__Input for this task__:
+-------+
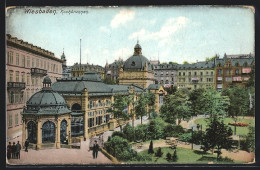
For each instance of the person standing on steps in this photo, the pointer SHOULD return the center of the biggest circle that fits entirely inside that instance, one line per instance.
(9, 150)
(95, 150)
(18, 149)
(13, 151)
(26, 144)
+-------+
__Task instructions__:
Pictures are to be excluded; all other material must be transcribed exactly.

__Answer for this exercise__:
For each instance of the person standing on steps in this photo, the pointer SHOULD return the center of the biggest circle that fits entirely inside that instance, one line per instance.
(9, 150)
(95, 150)
(18, 149)
(13, 151)
(26, 144)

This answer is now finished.